Object position labeling entries
--- START ---

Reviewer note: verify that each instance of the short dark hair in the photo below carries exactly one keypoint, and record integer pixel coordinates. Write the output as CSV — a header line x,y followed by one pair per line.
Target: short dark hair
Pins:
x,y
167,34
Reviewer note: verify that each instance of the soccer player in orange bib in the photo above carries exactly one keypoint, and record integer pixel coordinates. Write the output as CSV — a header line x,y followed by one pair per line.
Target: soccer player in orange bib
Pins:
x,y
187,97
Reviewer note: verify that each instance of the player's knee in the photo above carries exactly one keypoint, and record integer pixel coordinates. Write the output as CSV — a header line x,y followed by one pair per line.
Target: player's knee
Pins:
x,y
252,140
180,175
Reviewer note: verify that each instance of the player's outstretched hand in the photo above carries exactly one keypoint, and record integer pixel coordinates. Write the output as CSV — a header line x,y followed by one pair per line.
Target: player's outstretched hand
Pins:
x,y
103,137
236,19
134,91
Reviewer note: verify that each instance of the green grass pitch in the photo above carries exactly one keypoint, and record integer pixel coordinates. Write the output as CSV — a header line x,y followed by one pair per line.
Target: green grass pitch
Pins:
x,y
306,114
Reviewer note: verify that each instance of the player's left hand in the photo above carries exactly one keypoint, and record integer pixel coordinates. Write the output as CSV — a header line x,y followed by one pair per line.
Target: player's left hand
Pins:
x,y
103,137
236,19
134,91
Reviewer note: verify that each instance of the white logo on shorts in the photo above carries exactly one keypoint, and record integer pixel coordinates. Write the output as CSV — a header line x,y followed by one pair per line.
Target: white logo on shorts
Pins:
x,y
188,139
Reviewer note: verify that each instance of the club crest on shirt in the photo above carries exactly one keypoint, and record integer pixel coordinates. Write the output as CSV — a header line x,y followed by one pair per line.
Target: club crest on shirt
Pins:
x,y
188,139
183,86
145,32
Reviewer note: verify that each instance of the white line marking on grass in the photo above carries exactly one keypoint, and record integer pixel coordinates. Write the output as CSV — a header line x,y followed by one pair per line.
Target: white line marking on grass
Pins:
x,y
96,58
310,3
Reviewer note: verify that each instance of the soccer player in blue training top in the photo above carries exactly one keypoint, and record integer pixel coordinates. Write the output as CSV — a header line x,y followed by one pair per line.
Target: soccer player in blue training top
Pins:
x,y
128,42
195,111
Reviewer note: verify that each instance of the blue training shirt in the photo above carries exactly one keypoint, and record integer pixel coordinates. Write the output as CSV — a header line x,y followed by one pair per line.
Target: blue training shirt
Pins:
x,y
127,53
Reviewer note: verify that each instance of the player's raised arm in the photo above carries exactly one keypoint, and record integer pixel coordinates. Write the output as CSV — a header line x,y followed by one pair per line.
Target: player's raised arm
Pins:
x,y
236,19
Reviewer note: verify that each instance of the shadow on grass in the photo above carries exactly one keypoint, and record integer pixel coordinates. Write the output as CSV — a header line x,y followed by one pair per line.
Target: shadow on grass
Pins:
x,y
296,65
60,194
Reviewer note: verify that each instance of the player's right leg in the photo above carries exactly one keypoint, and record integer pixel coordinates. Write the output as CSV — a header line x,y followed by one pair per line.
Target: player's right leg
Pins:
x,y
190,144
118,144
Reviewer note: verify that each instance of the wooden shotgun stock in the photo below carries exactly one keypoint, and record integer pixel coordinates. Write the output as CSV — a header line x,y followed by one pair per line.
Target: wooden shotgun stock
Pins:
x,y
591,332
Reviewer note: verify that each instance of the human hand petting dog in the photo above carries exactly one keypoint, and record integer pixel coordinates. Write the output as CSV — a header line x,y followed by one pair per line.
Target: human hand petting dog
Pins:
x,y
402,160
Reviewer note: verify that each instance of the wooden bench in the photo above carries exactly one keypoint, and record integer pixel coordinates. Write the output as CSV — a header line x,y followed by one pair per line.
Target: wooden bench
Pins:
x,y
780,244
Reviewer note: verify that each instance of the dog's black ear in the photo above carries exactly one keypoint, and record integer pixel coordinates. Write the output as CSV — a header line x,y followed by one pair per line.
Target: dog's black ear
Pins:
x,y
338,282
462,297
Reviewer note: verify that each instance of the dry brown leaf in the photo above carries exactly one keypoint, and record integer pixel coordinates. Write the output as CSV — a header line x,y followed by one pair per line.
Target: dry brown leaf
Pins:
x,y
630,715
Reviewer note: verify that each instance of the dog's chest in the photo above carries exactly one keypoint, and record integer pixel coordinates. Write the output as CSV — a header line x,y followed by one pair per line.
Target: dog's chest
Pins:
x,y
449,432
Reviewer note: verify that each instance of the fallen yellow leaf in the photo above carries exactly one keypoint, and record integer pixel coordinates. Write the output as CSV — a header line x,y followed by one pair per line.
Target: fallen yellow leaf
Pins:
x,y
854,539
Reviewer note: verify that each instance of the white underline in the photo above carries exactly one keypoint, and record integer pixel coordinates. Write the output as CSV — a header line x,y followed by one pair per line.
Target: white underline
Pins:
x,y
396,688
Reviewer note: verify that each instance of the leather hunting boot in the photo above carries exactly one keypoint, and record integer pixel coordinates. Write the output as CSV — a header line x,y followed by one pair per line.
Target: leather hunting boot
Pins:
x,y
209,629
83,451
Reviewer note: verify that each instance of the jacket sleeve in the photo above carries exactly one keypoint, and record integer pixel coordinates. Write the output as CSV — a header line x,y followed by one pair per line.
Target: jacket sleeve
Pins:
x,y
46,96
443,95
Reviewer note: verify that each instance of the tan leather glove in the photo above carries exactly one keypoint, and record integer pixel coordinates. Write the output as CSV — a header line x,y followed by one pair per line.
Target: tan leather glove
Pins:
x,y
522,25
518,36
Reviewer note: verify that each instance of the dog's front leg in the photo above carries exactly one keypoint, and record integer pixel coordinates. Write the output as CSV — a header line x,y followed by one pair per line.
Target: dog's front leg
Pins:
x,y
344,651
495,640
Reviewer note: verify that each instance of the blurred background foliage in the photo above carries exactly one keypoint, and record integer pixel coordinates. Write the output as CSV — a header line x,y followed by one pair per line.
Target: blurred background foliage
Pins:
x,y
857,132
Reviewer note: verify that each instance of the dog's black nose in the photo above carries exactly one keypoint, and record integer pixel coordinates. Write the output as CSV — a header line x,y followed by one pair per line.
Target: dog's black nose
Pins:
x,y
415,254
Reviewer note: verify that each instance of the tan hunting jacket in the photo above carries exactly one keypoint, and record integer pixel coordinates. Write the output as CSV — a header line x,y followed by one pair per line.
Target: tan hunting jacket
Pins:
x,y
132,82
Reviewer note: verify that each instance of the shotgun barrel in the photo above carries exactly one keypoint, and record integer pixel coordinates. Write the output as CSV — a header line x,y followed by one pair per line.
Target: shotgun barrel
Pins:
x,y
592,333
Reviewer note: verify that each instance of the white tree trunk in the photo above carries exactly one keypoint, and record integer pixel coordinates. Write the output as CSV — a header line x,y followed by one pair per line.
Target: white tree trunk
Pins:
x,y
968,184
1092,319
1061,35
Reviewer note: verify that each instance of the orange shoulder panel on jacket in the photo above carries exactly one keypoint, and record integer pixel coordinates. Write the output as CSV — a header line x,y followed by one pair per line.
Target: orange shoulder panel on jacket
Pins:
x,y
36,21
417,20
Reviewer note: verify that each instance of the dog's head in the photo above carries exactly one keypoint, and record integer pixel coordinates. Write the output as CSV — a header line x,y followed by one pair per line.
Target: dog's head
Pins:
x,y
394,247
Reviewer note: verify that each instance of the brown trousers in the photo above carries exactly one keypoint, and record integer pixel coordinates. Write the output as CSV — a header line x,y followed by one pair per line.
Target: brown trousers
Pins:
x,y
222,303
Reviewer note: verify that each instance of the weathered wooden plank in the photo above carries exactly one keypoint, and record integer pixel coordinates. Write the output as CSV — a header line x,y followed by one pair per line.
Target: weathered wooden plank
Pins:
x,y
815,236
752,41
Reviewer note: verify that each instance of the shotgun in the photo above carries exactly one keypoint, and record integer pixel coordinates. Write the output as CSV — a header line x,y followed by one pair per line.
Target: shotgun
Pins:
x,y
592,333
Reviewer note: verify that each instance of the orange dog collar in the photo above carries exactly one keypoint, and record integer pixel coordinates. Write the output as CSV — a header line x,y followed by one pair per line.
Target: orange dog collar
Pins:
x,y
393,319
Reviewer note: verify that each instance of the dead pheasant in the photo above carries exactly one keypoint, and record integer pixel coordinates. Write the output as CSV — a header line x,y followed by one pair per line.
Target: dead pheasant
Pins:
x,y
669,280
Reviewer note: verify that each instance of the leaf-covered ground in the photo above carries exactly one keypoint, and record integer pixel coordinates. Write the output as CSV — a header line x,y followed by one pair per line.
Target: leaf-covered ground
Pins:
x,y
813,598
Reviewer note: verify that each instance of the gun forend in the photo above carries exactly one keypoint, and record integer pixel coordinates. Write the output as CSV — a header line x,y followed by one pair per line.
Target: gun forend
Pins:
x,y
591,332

--- END ---

Repeat exactly, and only, the lines from the line containing "Reviewer note: verify that each instance of the leaf-covered" through the last line of the records above, both included.

**Output below:**
Reviewer note: verify that each instance of the leaf-covered ground in the photo above carries exactly one keypoint, and record integer pixel coordinates. Write the output as CSV — a header line x,y followed by one pair per line.
Target: leaf-covered ground
Pins:
x,y
813,598
Reviewer note: verify that each instance of the gun forend in the photo above carries exactly one keypoint, and record integer pixel coordinates. Write the output as CSV — a header line x,y followed by one pair per line.
Target: gun forend
Pins:
x,y
591,332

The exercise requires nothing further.